**INSTRUCTIONS FOR THE TASK**: In the emergency department study described in the interview excerpt, which patients were given significantly less opioid medicine?

**DOCUMENT EXCERPT**:
*-*-*

The data is clear. There was a large urban emergency department that did a study looking at people that are presented with acute fractures. Ideally this should take out the: “are they really in pain,” or “we don’t know what it’s from.” People came, x-ray showed a fracture, and they looked at who got opioid medicine, and then they looked at that by color of skin, and patients of color had significantly less opioids given. Presenting with a fracture that’s on an x-ray, in the emergency department, in an urban center.
When you look at the data you really realize this is hard data. This is evidence-based, so this disparity is not an opinion, and I just like to make sure everybody knows that this is the science and we’re following the science to be better, and, and the evidence is irrefutable.
Nicole Nfonoyim-Hara: Thank you for that. What is the why behind some of this? Can you articulate that a little bit more for us?
Natalie Strand: The why this is happening?
Nicole Nfonoyim-Hara: Yes.
Natalie Strand: I think it is happening, well, on one side, let’s talk about the healthcare providers. For a long time, it was very much isolated to, and still, to very privileged individuals, either privileged socioeconomically, privileged racially, privileged, even religion, culture.
I mean, if you look at all the privileges it takes, and this is a little aside, I would encourage any of the viewers or listeners to look at a wheel of privilege. I know privilege is a tricky term. A lot of people say: “I’m not privileged. I grew up with hardship,” and that’s true. But if you look at a wheel of privilege, if heterosexual, White, no accent, a higher socioeconomic class, able-bodied, in the religious majority, you have transportation.

*-*-*

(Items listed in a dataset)

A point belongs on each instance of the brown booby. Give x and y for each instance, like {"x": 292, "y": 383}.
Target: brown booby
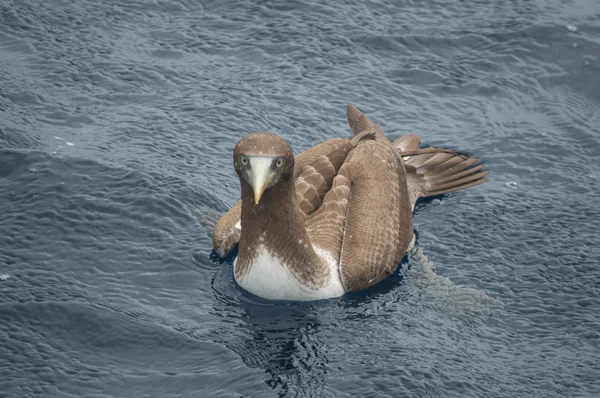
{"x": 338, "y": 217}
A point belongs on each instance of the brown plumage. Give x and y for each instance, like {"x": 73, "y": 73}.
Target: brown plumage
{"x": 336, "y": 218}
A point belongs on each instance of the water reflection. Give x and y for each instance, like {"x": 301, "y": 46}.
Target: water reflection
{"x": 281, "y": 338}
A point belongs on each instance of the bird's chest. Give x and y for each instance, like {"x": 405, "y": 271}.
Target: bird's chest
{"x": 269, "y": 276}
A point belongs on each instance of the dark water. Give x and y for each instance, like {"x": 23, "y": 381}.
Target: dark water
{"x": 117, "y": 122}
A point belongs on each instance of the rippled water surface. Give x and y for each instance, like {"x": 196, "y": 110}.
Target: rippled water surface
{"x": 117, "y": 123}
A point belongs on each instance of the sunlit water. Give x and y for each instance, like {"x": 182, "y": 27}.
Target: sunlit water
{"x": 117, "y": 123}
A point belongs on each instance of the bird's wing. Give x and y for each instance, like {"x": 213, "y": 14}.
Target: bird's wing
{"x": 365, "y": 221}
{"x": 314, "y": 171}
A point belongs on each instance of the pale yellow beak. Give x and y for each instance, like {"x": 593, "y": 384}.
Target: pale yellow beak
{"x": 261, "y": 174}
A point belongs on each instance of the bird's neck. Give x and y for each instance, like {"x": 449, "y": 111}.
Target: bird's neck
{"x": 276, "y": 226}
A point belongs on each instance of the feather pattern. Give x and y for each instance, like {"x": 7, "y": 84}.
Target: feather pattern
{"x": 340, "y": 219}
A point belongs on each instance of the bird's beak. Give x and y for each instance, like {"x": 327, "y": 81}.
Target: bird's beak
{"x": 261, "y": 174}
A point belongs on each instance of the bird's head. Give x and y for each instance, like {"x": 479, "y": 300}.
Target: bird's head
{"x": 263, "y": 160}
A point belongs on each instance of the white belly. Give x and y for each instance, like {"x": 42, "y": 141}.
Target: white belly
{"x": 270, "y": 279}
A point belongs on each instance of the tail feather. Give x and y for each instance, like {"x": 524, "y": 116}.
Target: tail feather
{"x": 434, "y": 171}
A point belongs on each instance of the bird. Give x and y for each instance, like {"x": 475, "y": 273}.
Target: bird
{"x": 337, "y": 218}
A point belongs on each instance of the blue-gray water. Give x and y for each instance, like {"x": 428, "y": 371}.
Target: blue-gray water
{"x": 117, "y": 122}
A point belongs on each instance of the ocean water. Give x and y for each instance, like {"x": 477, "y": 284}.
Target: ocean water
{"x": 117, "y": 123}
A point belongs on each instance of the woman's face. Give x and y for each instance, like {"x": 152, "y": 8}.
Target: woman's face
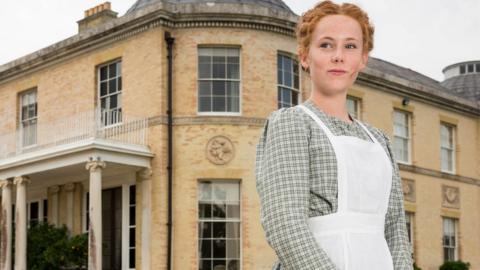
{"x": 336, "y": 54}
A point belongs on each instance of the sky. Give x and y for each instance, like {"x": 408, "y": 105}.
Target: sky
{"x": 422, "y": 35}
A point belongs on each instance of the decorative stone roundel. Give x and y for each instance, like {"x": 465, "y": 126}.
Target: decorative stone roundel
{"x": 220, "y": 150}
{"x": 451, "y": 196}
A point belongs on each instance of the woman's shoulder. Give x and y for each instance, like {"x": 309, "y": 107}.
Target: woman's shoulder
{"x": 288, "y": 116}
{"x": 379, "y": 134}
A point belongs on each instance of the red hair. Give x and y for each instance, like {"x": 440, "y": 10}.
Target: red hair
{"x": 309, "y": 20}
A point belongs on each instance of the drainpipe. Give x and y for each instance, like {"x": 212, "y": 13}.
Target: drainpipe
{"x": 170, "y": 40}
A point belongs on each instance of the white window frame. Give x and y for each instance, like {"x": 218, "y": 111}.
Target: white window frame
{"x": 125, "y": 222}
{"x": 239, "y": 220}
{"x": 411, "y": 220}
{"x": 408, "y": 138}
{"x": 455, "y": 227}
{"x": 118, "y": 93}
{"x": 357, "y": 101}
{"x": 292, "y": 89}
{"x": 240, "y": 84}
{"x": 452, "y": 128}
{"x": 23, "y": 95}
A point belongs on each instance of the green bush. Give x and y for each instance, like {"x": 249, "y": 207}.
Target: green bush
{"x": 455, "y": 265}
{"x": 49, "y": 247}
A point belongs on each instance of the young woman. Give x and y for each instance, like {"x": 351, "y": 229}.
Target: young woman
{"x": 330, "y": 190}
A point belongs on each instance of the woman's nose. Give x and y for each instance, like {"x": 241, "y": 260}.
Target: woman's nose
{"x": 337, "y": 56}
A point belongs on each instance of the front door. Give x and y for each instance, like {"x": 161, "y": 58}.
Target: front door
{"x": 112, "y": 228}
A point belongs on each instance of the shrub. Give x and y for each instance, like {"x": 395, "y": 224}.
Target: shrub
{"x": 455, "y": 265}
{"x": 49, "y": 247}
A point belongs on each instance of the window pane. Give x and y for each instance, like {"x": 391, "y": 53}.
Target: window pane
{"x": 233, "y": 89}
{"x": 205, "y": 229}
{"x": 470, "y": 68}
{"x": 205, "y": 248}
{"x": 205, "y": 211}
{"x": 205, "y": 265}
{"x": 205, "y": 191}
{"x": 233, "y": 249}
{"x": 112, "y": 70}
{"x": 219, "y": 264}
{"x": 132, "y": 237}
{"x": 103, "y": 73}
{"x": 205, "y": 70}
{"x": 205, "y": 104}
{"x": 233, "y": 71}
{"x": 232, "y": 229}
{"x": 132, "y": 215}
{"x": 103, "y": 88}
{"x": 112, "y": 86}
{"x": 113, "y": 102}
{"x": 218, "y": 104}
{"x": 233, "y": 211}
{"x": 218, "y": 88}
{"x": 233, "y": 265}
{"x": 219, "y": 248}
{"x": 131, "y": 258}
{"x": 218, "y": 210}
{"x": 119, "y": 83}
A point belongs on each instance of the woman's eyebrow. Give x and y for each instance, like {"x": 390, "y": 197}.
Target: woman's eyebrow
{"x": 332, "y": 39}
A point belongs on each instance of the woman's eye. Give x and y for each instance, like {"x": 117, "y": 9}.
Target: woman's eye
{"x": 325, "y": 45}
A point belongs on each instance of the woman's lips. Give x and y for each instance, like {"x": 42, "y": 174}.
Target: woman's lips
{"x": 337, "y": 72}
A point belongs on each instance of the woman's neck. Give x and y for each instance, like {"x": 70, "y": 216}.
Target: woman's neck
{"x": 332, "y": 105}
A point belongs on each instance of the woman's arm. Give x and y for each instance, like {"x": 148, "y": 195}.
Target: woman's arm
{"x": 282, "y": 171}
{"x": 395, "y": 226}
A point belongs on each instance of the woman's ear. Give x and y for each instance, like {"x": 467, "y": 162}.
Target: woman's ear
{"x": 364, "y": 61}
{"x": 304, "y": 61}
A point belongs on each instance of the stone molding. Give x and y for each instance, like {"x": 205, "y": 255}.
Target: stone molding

*-*-*

**YOUR SOLUTION**: Patients of color who came in with acute fractures shown on x-ray.